__Given text__:

------------------------------------------------------------

So why did the early Christians call Jesus the Son of God? Because it’s not something that they invented later. Many people like to say, “Well, in order to make Christianity appealing to the masses they invented the idea that Jesus was divine.” Early Christians would never have done that because all of the first Christians were Jews. There was no conception that the Messiah would be divine. Now think back: remember the discussion about the psalm in which Christ challenges them, “The Lord said to my Lord”? Remember how He points out His divinity in a very subtle way when He asks the Jewish leaders about David’s son. “Whose son is the Messiah?” They said, “David’s son,” and He tries to lead them to the understanding that He has to be more than David’s son. The early Christians would never have invented that. They recognized that Jesus is the Son of God because He referred to Himself in that way. So the Gospel accounts reflect the true historical memory of the Church. He called Himself “the Son.” It’s not something that was invented later. All of the Gospels agree that Christ was condemned not because He claimed to be the Messiah, but because He claimed to be the Son of God. Even in the Gospel of John the Jewish leaders insist to Pilate that Jesus must be crucified. And what do they say? “We have a law, and by that law He ought to die because He claimed to be the Son of God.” That’s John 19:7. So when Jesus is rejected by the Jewish leaders, finally and fully now at His trial, He is rejected precisely for who He is, not on the basis of a misunderstanding or failure to observe the Sabbath or failure to fully reveal the truth about Himself. He’s rejected on the basis of this title, which expresses the deepest mystery of His person and which was the most exalted confession of the Church. He’s not just Messiah, but the Son of God.
In verse 64 Christ answers: “Jesus said to him: ‘You have said so.’” Remember, the question was, “Are you the Messiah, the Son of the living God?” Jesus said, “You have said so. But I tell you, hereafter you will see the Son of Man seated at the right hand of the Power and coming on the clouds of Heaven.” Let’s take the first part of that response, “You have said so.” This response to the high priest’s question strikes the modern reader as rather evasive. It has been interpreted by modern commentators in a variety of ways. Some say it’s an affirmative answer, some say it’s a negative answer, and others say it’s neutral or ambiguous. I don’t know how they arrive at all these opinions. It’s clearly an affirmative answer. And not only that, it seems to have been a characteristic expression of Jesus to say, “You have said so.” And Christ, being true and authentic, would have responded affirmatively to the truth. He knows He’s going to be condemned, might as well say the truth. How do we know that this is an affirmative response: “You said so”? Because even in English you can understand it in different ways depending upon the inflection. “Are you the Messiah, the Son of God”? You can say, “You said so.” Or you could say “You said it!” Right? In other words, you are acknowledging it.

------------------------------------------------------------

(Data lines)
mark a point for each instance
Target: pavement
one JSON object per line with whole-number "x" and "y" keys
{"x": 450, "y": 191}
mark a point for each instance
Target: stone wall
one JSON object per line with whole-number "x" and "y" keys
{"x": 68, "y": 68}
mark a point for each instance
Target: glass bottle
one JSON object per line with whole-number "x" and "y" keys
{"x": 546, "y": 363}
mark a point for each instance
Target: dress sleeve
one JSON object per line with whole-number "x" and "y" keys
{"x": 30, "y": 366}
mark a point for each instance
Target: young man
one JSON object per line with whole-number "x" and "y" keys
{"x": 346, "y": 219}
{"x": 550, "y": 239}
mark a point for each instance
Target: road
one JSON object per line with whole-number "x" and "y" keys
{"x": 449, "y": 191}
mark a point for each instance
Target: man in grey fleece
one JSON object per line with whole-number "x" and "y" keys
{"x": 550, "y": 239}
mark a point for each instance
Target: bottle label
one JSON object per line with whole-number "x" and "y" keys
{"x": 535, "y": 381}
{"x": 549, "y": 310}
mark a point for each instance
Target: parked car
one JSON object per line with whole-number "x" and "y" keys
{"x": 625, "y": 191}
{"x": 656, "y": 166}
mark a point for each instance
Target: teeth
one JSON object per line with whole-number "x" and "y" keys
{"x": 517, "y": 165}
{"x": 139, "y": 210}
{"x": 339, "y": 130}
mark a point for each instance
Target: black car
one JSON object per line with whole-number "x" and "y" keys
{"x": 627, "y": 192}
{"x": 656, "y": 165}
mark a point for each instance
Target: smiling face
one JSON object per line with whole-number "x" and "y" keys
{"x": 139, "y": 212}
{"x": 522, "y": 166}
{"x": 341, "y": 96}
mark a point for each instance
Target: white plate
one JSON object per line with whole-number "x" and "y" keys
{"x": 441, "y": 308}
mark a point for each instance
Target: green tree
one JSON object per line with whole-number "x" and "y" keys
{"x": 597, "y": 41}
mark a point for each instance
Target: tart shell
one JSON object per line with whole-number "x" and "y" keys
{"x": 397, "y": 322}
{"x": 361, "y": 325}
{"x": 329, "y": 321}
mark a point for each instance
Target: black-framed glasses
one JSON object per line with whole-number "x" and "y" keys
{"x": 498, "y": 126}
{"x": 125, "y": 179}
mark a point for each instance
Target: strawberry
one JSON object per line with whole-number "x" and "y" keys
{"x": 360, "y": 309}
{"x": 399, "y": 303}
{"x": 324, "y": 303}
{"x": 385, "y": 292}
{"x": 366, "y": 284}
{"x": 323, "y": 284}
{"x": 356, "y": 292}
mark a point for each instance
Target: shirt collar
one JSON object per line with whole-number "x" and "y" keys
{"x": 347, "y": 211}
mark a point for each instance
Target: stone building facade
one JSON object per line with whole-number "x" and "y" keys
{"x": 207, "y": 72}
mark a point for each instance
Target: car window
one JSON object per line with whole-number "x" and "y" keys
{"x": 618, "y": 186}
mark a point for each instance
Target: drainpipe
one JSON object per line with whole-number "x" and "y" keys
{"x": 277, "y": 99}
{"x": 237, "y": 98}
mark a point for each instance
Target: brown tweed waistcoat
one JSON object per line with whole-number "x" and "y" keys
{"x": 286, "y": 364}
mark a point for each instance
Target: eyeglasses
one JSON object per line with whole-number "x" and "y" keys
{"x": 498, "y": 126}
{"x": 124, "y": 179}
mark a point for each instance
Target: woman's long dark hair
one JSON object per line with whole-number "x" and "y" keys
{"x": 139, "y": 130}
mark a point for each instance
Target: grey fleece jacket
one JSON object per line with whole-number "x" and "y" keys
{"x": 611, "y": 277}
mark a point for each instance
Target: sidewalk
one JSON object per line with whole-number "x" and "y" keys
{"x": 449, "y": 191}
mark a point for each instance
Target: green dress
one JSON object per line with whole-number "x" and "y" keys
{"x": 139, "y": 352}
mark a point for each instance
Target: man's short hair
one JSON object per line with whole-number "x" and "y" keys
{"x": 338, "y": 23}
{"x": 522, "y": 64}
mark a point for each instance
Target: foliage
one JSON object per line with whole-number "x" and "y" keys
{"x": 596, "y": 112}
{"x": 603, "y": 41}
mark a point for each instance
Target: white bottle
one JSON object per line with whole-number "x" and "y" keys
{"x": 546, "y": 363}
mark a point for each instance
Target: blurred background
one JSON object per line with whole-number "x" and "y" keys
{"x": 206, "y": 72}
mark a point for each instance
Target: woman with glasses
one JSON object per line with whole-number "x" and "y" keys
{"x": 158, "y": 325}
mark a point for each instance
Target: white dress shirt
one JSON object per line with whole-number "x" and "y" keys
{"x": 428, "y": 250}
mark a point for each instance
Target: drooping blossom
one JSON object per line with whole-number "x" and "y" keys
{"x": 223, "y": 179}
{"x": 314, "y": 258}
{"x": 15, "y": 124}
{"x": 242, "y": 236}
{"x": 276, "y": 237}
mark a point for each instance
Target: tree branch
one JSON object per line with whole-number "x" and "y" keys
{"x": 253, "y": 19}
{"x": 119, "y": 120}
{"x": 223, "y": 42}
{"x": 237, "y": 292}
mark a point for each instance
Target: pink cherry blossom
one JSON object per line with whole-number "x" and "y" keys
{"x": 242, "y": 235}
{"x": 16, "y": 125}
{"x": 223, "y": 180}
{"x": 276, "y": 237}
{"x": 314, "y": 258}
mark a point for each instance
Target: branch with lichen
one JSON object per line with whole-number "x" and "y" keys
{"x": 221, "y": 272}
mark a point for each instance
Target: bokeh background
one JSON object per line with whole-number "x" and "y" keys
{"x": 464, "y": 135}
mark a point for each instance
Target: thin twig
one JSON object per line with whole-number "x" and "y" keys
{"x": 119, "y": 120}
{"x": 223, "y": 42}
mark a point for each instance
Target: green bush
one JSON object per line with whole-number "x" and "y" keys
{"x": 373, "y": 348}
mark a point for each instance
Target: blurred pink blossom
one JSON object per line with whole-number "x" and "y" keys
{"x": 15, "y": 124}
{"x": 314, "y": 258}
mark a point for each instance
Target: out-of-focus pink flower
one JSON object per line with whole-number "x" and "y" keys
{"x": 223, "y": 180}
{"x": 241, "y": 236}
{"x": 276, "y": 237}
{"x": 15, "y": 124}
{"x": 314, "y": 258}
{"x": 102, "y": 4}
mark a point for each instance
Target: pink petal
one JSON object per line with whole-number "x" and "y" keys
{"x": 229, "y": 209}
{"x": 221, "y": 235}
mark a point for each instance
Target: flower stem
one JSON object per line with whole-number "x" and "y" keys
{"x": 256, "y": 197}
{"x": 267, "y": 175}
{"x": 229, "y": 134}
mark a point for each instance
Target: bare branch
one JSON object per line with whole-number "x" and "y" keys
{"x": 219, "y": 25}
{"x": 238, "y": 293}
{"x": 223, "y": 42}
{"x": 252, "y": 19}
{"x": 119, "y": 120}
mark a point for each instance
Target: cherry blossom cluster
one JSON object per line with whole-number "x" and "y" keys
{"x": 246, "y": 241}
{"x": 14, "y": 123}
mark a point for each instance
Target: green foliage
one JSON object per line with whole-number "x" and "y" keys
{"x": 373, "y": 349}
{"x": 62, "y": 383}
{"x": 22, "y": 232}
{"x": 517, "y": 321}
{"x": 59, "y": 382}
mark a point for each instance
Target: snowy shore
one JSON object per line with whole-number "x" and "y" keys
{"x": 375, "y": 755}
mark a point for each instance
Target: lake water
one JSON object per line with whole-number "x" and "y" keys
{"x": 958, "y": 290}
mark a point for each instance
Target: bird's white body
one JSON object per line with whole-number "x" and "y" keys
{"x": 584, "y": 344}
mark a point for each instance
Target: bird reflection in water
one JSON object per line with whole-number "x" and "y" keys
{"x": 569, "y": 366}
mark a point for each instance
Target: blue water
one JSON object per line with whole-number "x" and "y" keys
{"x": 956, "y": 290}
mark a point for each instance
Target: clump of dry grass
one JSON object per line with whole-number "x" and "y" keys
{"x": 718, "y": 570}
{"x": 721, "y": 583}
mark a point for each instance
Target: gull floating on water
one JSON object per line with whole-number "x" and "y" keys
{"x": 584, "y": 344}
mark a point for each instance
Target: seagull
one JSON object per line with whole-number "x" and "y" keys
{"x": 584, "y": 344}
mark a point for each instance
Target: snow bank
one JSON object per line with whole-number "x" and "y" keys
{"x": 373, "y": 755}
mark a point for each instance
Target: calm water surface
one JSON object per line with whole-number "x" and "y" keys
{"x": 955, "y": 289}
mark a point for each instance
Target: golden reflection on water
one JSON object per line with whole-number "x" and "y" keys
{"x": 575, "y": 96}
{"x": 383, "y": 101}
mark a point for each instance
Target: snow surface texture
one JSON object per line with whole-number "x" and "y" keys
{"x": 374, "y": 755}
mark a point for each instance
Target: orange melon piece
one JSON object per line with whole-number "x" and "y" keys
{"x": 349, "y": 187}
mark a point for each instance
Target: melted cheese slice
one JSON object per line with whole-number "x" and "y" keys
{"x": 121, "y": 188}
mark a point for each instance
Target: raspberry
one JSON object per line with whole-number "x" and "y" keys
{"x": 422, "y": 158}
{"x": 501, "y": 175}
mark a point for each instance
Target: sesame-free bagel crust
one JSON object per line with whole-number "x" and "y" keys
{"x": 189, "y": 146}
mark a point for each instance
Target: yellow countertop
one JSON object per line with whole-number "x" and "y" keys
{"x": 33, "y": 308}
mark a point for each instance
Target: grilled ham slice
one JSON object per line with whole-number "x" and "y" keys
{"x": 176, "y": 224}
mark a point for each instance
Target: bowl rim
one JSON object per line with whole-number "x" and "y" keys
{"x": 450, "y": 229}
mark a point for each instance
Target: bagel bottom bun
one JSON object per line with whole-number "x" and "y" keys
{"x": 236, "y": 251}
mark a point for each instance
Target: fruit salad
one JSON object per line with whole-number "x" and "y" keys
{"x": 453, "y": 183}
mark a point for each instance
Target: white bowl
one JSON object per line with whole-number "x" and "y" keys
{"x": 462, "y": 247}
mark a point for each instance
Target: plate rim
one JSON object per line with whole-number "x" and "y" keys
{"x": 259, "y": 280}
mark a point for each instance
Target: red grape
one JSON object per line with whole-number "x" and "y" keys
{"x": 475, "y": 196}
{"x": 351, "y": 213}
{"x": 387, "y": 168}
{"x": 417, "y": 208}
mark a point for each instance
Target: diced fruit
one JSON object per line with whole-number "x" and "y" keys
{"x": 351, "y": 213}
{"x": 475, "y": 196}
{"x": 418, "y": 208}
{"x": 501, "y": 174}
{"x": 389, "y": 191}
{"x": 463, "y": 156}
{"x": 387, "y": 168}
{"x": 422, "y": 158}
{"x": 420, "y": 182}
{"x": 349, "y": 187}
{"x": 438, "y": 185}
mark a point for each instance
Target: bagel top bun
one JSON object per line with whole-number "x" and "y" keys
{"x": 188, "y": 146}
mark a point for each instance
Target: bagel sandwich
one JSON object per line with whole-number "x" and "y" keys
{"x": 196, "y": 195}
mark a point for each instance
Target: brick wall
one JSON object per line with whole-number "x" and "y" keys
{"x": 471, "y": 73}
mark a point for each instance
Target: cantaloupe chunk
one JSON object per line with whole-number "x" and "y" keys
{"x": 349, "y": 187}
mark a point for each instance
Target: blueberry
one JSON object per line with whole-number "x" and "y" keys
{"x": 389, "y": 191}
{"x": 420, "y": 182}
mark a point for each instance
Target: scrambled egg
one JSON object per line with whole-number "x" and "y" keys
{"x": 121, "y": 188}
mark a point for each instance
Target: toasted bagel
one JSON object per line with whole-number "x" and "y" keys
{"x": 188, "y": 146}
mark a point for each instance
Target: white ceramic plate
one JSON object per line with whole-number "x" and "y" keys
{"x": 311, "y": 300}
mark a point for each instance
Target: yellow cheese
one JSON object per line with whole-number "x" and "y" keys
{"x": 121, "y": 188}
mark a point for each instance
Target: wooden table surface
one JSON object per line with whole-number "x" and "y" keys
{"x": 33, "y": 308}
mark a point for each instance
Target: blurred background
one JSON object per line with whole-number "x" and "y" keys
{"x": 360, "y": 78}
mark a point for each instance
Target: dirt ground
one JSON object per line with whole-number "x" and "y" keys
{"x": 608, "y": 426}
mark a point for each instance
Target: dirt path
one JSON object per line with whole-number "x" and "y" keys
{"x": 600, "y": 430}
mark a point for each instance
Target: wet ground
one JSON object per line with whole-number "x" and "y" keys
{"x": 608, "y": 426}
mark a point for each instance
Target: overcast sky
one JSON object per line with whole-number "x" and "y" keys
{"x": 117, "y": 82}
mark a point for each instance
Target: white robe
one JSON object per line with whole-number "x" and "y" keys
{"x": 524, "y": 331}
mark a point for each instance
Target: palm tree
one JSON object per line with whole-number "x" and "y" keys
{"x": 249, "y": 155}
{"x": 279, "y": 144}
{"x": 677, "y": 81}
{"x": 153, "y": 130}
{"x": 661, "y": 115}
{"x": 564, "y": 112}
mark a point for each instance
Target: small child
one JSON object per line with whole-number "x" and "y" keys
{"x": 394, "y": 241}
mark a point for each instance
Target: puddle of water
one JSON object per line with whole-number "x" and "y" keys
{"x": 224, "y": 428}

------------------------------------------------------------

__Exercise goal__: Write the next part of the commentary on Jesus as the Son of God, starting after its final sentence. The records are separate from the commentary on Jesus as the Son of God and stand apart from it.

__Task response__:
How do we know that it is an affirmative answer? Earlier Jesus says the same thing when He announced that someone is going to betray Him. The best way to understand how an Evangelist uses a word or intends to use a word is by how he uses in his own writings, elsewhere in his own writings. Earlier in the Gospel of Matthew we have this same exact expression. When Christ announced to the disciples that someone was going to betray Him, they were saying “Is it me Lord”? They go around asking, “Is it me Lord?”, “Is it me Lord?” And when Judas asks the question “Is it me?” Christ answers, “You said so.” Obviously it’s a “yes” answer there. It’s not ambiguous. Then later He says the same thing to Pilate when Pilate says, “Are you the king of Jews?” Jesus gives not exactly the same words in Greek but it’s the same kind of reply: “You say so.” That’s also in the Gospel of Matthew. The same thing is in the Gospel of John—when He’s asked a question he replies, “You say that I am a king.” So obviously this was a very characteristic expression on the part of Christ. Another reason why we know that “You said so” is clearly an affirmative response, is by what Christ says following it. Now there is a lot of power and irony in the response. It’s a much stronger response than simply saying, “yes,” because by saying “You said it,” Christ is turning the statement back towards the high priest, and He affirms that the confession of Christ’s true identify has just come out of mouth of the high priest. And the judge, the high priest, has become a witness for the defense, a witness to the truth, the truth of who Christ is, even though that was never his intention.
So what does He add to this statement, “You said so,” that makes it clearly an affirmative answer, “Yes I am the Messiah, the Son of God”? He adds “But I say to you that from now on you will see the Son of Man sitting at the right hand of the Power and coming on the clouds of Heaven.” This is a key statement, and with it, the Lord seals His fate. And after hearing the statement the high priest tears his robes and the whole assembly pronounces Jesus guilty of blasphemy.
The Son of Man.
So what did He say that was so shocking? Because to us it doesn’t seem so terrible. Let’s start with “Son of Man.” “You will see the Son of Man,” this was not an uncommon substitution for “I”. Most of the time that was just a substitution for the word “I,” the way we might say “yours truly,” or “my person.” It was considered an indirect or less egocentric way to refer to oneself and Christ uses this a lot. It’s the most common title He uses to refer to Himself. It’s interesting that it was never really used by the early Church. Only Christ called Himself, “the Son of Man.” He often referred to Himself as the Son of Man rather than saying, “I”, because, you know, people get annoyed when you say “me”, “me”, “me”, “I”, “I”, I”. So it was an indirect way to refer to yourself as the “son of man.”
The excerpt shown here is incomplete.